[BEGIN]

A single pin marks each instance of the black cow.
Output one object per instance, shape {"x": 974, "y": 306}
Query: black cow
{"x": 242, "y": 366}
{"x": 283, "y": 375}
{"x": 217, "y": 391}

[END]

• **Set task**
Count the lines in the records above that contain the string "instance", matching case exactly. Reply with the number only.

• **Completed exercise**
2